WHAT TO DO – Check each line of the material below for the string "green" and reply with how many have it, nothing more.

DATASET EXTRACT –
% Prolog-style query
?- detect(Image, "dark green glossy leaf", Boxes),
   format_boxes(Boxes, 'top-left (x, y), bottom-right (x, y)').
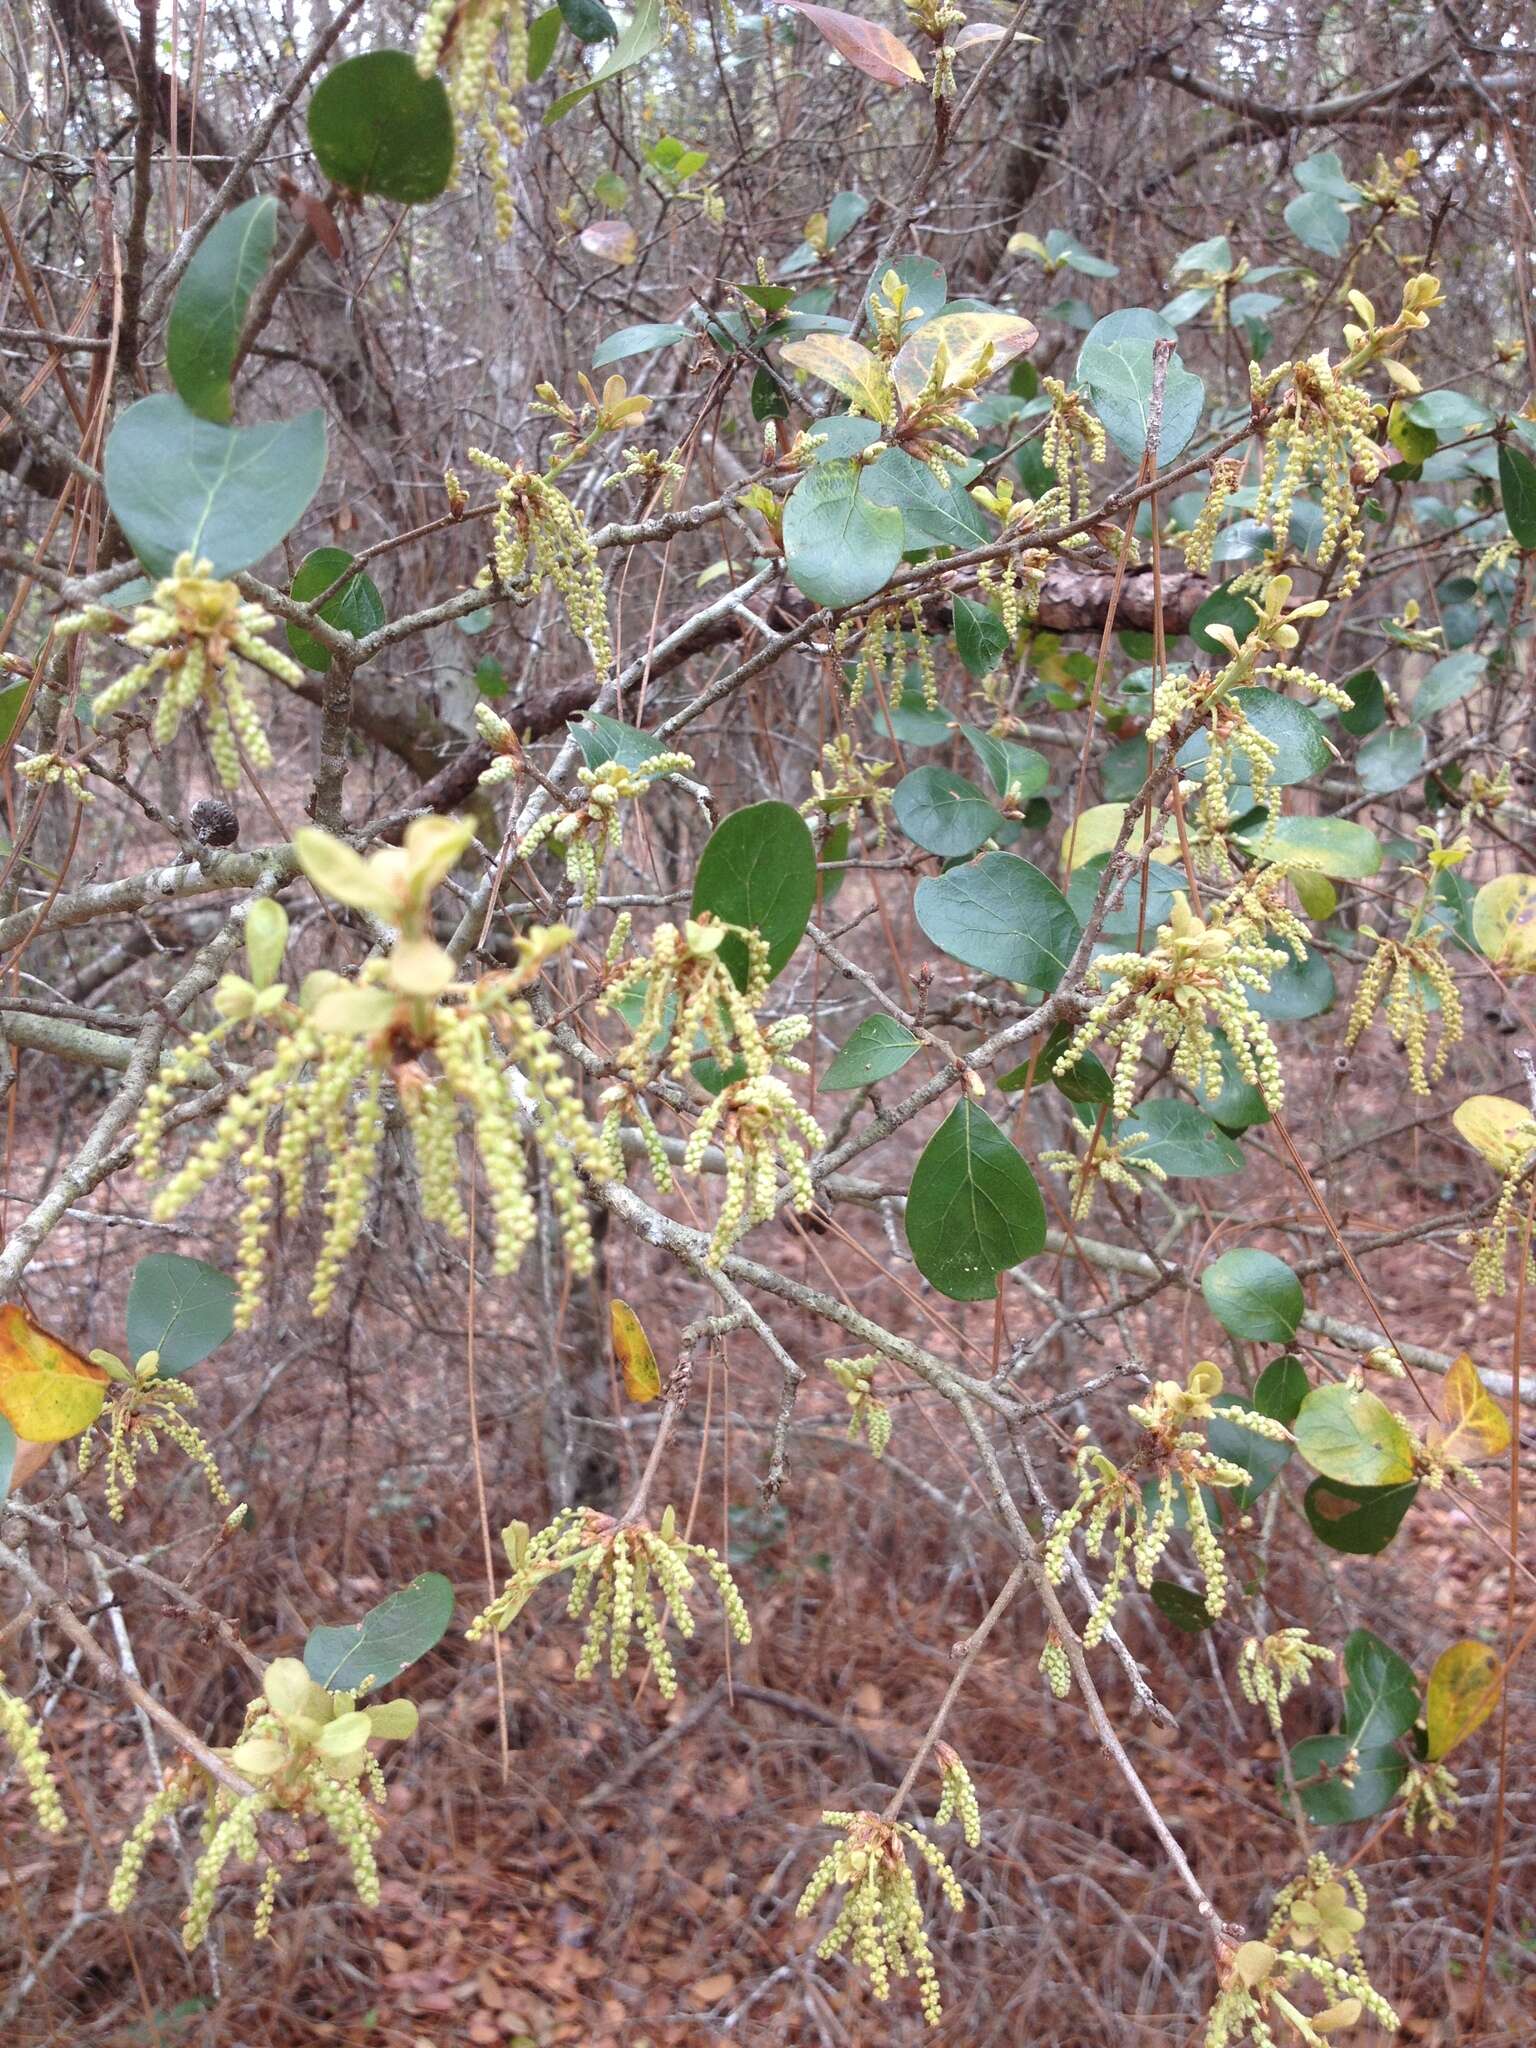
top-left (1208, 1394), bottom-right (1291, 1507)
top-left (954, 596), bottom-right (1008, 679)
top-left (751, 366), bottom-right (789, 421)
top-left (308, 50), bottom-right (455, 203)
top-left (959, 725), bottom-right (1048, 803)
top-left (999, 1019), bottom-right (1112, 1105)
top-left (1342, 1628), bottom-right (1420, 1748)
top-left (915, 852), bottom-right (1080, 991)
top-left (1150, 1579), bottom-right (1214, 1633)
top-left (691, 801), bottom-right (816, 987)
top-left (1288, 1733), bottom-right (1406, 1824)
top-left (527, 6), bottom-right (563, 80)
top-left (1076, 338), bottom-right (1204, 463)
top-left (892, 766), bottom-right (1002, 857)
top-left (166, 195), bottom-right (277, 423)
top-left (1119, 1099), bottom-right (1243, 1178)
top-left (558, 0), bottom-right (618, 38)
top-left (286, 548), bottom-right (386, 672)
top-left (822, 1014), bottom-right (922, 1091)
top-left (547, 0), bottom-right (665, 122)
top-left (1303, 1475), bottom-right (1418, 1554)
top-left (905, 1101), bottom-right (1044, 1301)
top-left (863, 449), bottom-right (988, 552)
top-left (304, 1572), bottom-right (455, 1694)
top-left (1338, 667), bottom-right (1385, 737)
top-left (1201, 1247), bottom-right (1303, 1343)
top-left (1253, 1354), bottom-right (1310, 1425)
top-left (592, 321), bottom-right (692, 368)
top-left (1189, 582), bottom-right (1259, 656)
top-left (1178, 688), bottom-right (1329, 789)
top-left (570, 712), bottom-right (667, 770)
top-left (1499, 440), bottom-right (1536, 549)
top-left (1247, 945), bottom-right (1336, 1021)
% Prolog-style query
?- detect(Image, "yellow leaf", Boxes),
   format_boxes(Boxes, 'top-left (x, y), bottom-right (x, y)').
top-left (1451, 1094), bottom-right (1536, 1175)
top-left (1472, 873), bottom-right (1536, 973)
top-left (1060, 802), bottom-right (1142, 876)
top-left (1431, 1353), bottom-right (1511, 1465)
top-left (779, 335), bottom-right (895, 425)
top-left (1425, 1640), bottom-right (1502, 1760)
top-left (610, 1299), bottom-right (662, 1403)
top-left (890, 311), bottom-right (1038, 408)
top-left (0, 1303), bottom-right (108, 1444)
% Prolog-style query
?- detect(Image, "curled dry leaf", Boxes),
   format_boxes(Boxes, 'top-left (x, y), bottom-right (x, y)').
top-left (779, 1), bottom-right (925, 88)
top-left (580, 219), bottom-right (638, 265)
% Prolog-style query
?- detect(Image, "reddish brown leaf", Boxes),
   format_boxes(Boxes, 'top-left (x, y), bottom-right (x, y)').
top-left (780, 1), bottom-right (925, 88)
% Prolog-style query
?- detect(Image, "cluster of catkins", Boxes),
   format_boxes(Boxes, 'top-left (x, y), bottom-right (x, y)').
top-left (109, 1658), bottom-right (416, 1951)
top-left (57, 553), bottom-right (307, 789)
top-left (77, 1346), bottom-right (232, 1522)
top-left (136, 819), bottom-right (605, 1326)
top-left (599, 914), bottom-right (824, 1264)
top-left (467, 1503), bottom-right (750, 1701)
top-left (1204, 1857), bottom-right (1399, 2047)
top-left (1045, 1363), bottom-right (1289, 1643)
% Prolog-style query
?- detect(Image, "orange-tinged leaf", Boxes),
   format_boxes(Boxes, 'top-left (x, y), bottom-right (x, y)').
top-left (1431, 1353), bottom-right (1511, 1465)
top-left (1425, 1640), bottom-right (1502, 1760)
top-left (779, 1), bottom-right (925, 88)
top-left (0, 1303), bottom-right (108, 1443)
top-left (779, 335), bottom-right (895, 424)
top-left (891, 310), bottom-right (1039, 407)
top-left (610, 1300), bottom-right (662, 1403)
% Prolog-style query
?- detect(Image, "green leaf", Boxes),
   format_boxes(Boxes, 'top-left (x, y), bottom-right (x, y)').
top-left (0, 1417), bottom-right (14, 1504)
top-left (1499, 440), bottom-right (1536, 549)
top-left (104, 394), bottom-right (326, 578)
top-left (1238, 814), bottom-right (1382, 879)
top-left (954, 596), bottom-right (1008, 679)
top-left (998, 1019), bottom-right (1111, 1105)
top-left (691, 801), bottom-right (816, 987)
top-left (915, 852), bottom-right (1080, 991)
top-left (1342, 1628), bottom-right (1420, 1748)
top-left (905, 1101), bottom-right (1044, 1301)
top-left (125, 1254), bottom-right (235, 1377)
top-left (1178, 688), bottom-right (1329, 790)
top-left (1413, 649), bottom-right (1485, 720)
top-left (862, 449), bottom-right (989, 552)
top-left (863, 252), bottom-right (947, 328)
top-left (1288, 1734), bottom-right (1407, 1825)
top-left (1293, 150), bottom-right (1360, 201)
top-left (307, 50), bottom-right (455, 203)
top-left (892, 765), bottom-right (1002, 858)
top-left (1075, 338), bottom-right (1205, 463)
top-left (592, 321), bottom-right (692, 368)
top-left (817, 817), bottom-right (850, 910)
top-left (1356, 725), bottom-right (1426, 796)
top-left (1294, 1383), bottom-right (1416, 1485)
top-left (0, 678), bottom-right (31, 752)
top-left (1284, 189), bottom-right (1350, 257)
top-left (1079, 307), bottom-right (1176, 353)
top-left (958, 725), bottom-right (1047, 803)
top-left (528, 7), bottom-right (563, 80)
top-left (1189, 581), bottom-right (1259, 657)
top-left (285, 548), bottom-right (386, 673)
top-left (303, 1572), bottom-right (455, 1695)
top-left (1254, 1353), bottom-right (1310, 1424)
top-left (1149, 1579), bottom-right (1215, 1633)
top-left (1247, 945), bottom-right (1336, 1021)
top-left (166, 195), bottom-right (277, 424)
top-left (1208, 1393), bottom-right (1291, 1506)
top-left (822, 1014), bottom-right (922, 1091)
top-left (570, 711), bottom-right (666, 771)
top-left (1201, 1248), bottom-right (1303, 1343)
top-left (782, 459), bottom-right (905, 608)
top-left (547, 0), bottom-right (665, 122)
top-left (1194, 1031), bottom-right (1271, 1130)
top-left (1303, 1474), bottom-right (1419, 1554)
top-left (1404, 389), bottom-right (1493, 437)
top-left (1119, 1099), bottom-right (1243, 1178)
top-left (751, 366), bottom-right (789, 422)
top-left (558, 0), bottom-right (617, 37)
top-left (1339, 667), bottom-right (1385, 737)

THE ANSWER – 2